— begin Provided passage —

I know there exist functions for computing the size of the connected components of a graph in NetworkX. You can add attributes to a node. In Axelrod's model for dissemination of culture, an interesting measurement is the size of the largest connected component whose nodes share several attributes. Is there a way of doing that in NetworkX? For example, let's say we have a population represented through a network. Each node has attributes of hair color and skin color. How can I get the size of the largest component of nodes such that in that subgraph each and every node has the same hair and skin color? Thank you
For general data analysis, it's best to use pandas
. Use a graph library like networkx
or graph-tool
to determine the connected components, and then load that info into a DataFrame
that you can analyze. In this case, the pandas groupby
and nunique
(number of unique elements) features will be useful.
Here's a self-contained example using graph-tool
(using this network). You could also compute the connected components via networkx
.
import numpy as np
import pandas as pd
import graph_tool.all as gt
# Download an example graph
# https://networks.skewed.de/net/baseball
g = gt.collection.ns["baseball", 'user-provider']
# Extract the player names
names = g.vertex_properties['name'].get_2d_array([0])[0]
# Extract connected component ID for each node
cc, cc_sizes = gt.label_components(g)
# Load into a DataFrame
players = pd.DataFrame({
'id': np.arange(g.num_vertices()),
'name': names,
'cc': cc.a
})
# Create some random attributes
players['hair'] = np.random.choice(['purple', 'pink'], size=len(players))

— end Provided passage —
— begin Dataset excerpt —

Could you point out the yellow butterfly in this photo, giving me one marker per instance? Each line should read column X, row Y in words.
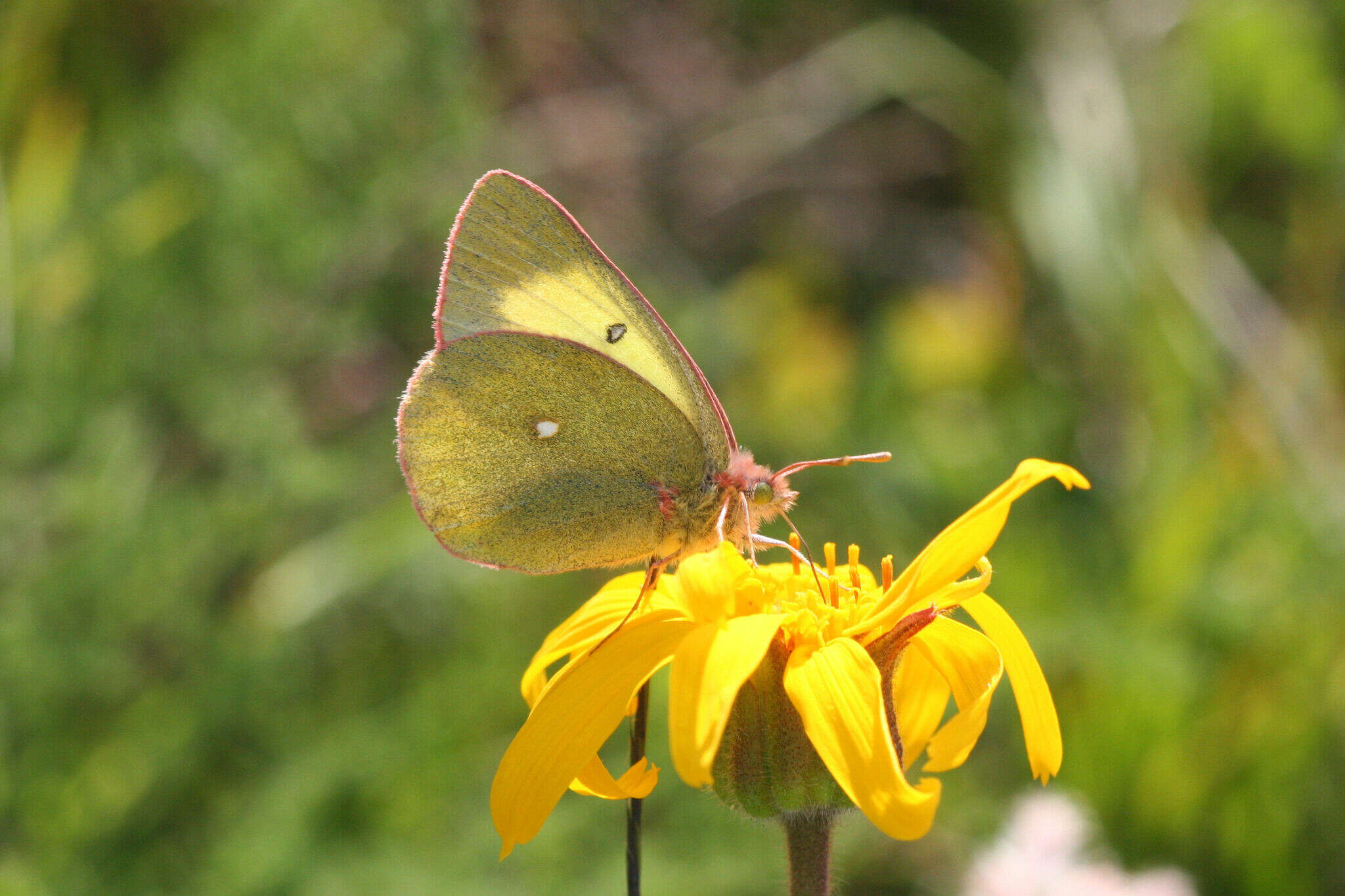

— end Dataset excerpt —

Stated goal A >> In the connected-components thread, render this sentence in Spanish: "Each node has attributes of hair color and skin color."
Stated goal B >> Write what comes next in the connected-components thread, picking up right after its last line of code.

Exercise result A >> Cada nodo tiene atributos de color de cabello y color de piel.

Exercise result B >>
players['skin'] = np.random.choice(['green', 'blue'], size=len(players))
# For the sake of this example, manipulate the data so
# that some groups are homogenous with respect to some attributes.
players.loc[players['cc'] == 2, 'hair'] = 'purple'
players.loc[players['cc'] == 2, 'skin'] = 'blue'
players.loc[players['cc'] == 4, 'hair'] = 'pink'
players.loc[players['cc'] == 4, 'skin'] = 'green'
# Now determine how many unique hair and skin colors we have in each group.
group_stats = players.groupby('cc').agg({
'hair': 'nunique',
'skin': ['nunique', 'size']
})
# Simplify the column names
group_stats.columns = ['hair_colors', 'skin_colors', 'player_count']
# Select homogenous groups, i.e. groups for which only 1 unique
# hair color is present and 1 unique skin color is present
homogenous = group_stats.query('hair_colors == 1 and skin_colors == 1')
# Sort from large groups to small groups
homogenous = homogenous.sort_values('player_count', ascending=False)
print(homogenous)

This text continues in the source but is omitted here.